# Working with BeautifulSoup

In [30]:
##https://www.dataquest.io/blog/web-scraping-tutorial-python/

In [3]:
from urllib.request import urlopen
from bs4 import BeautifulSoup

In [4]:
page=urlopen("http://dataquestio.github.io/web-scraping-pages/simple.html")

In [5]:
soup = BeautifulSoup(page, 'html.parser')

In [6]:
print(soup.prettify())

<!DOCTYPE html>
<html>
 <head>
  <title>
   A simple example page
  </title>
 </head>
 <body>
  <p>
   Here is some simple content for this page.
  </p>
 </body>
</html>


In [7]:
print(soup)

<!DOCTYPE html>

<html>
<head>
<title>A simple example page</title>
</head>
<body>
<p>Here is some simple content for this page.</p>
</body>
</html>


In [8]:
list(soup.children)

['html', '\n', <html>
 <head>
 <title>A simple example page</title>
 </head>
 <body>
 <p>Here is some simple content for this page.</p>
 </body>
 </html>]

In [9]:
[type(item) for item in list(soup.children)] 

[bs4.element.Doctype, bs4.element.NavigableString, bs4.element.Tag]

In [10]:
html = list(soup.children)[2]

In [11]:
list(html.children)

['\n', <head>
 <title>A simple example page</title>
 </head>, '\n', <body>
 <p>Here is some simple content for this page.</p>
 </body>, '\n']

In [12]:
body = list(html.children)[3]

In [13]:
list(body.children)

['\n', <p>Here is some simple content for this page.</p>, '\n']

In [14]:
p = list(body.children)[1]

In [15]:
print(p)

<p>Here is some simple content for this page.</p>


In [16]:
p.get_text()

'Here is some simple content for this page.'

In [17]:
p_new=soup.find_all('p')

In [18]:
print(p.get_text())

Here is some simple content for this page.


In [19]:
page2=urlopen("http://dataquestio.github.io/web-scraping-pages/ids_and_classes.html")

In [20]:
soup2 = BeautifulSoup(page2, 'html.parser')

In [21]:
print(soup2.prettify())

<html>
 <head>
  <title>
   A simple example page
  </title>
 </head>
 <body>
  <div>
   <p class="inner-text first-item" id="first">
    First paragraph.
   </p>
   <p class="inner-text">
    Second paragraph.
   </p>
  </div>
  <p class="outer-text first-item" id="second">
   <b>
    First outer paragraph.

**Required work**
**A)** Reproduce the part of the BeautifulSoup notebook starting with "# Working with" and going on through "soup = BeautifulSoup(page, 'html.parser')", character for character.
**B)** Carry on the BeautifulSoup notebook from the point where it stops.

**Supplied data**
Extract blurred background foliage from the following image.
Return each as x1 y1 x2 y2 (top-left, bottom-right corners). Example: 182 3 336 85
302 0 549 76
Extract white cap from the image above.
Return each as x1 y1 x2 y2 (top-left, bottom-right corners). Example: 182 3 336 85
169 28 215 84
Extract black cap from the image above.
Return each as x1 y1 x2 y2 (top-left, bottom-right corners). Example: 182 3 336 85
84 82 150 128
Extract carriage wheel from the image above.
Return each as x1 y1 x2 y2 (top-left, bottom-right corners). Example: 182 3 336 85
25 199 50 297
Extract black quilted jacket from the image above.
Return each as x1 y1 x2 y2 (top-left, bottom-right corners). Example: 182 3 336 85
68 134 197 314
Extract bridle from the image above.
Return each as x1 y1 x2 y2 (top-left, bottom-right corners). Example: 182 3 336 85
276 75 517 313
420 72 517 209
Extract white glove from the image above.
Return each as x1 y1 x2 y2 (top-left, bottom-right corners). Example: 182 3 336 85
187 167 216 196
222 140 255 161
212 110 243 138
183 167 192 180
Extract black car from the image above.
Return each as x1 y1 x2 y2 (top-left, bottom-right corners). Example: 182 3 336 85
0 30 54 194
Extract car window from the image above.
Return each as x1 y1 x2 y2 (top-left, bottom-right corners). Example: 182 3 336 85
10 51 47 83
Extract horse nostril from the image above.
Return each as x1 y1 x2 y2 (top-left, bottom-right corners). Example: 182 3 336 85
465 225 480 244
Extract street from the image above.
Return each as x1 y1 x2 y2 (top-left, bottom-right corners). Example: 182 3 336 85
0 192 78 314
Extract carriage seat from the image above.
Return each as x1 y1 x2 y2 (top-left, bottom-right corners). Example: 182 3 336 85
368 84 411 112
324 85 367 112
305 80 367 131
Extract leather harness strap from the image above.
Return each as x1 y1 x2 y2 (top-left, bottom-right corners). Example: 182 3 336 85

**In response**
**A)**
# Working with BeautifulSoup

In [30]:
##https://www.dataquest.io/blog/web-scraping-tutorial-python/

In [3]:
from urllib.request import urlopen
from bs4 import BeautifulSoup

In [4]:
page=urlopen("http://dataquestio.github.io/web-scraping-pages/simple.html")

In [5]:
soup = BeautifulSoup(page, 'html.parser')

**B)**
   </b>
  </p>
  <p class="outer-text">
   <b>
    Second outer paragraph.
   </b>
  </p>
 </body>
</html>


In [22]:
print(soup2.find_all('p'))

[<p class="inner-text first-item" id="first">
                First paragraph.
            </p>, <p class="inner-text">
                Second paragraph.
            </p>, <p class="outer-text first-item" id="second">
<b>
                First outer paragraph.
            </b>
</p>, <p class="outer-text">
<b>
                Second outer paragraph.
            </b>
</p>]


In [23]:
soup2.find_all('p')[3].get_text()

'\n\n                Second outer paragraph.\n            \n'

In [24]:
soup2.find_all('p', class_='outer-text')

[<p class="outer-text first-item" id="second">
 <b>
                 First outer paragraph.
             </b>
 </p>, <p class="outer-text">
 <b>
                 Second outer paragraph.
             </b>
 </p>]

In [25]:
page3=urlopen("http://forecast.weather.gov/MapClick.php?lat=37.7772&lon=-122.4168")

In [26]:
soup3 = BeautifulSoup(page3, 'html.parser')

In [27]:
temp1=soup3.find_all('div',class_="tombstone-container")

In [28]:
seven_day = soup.find(id="seven-day-forecast")

In [53]:
#temp1

In [54]:
temp_main=temp1[1]

In [55]:
print(temp_main.prettify())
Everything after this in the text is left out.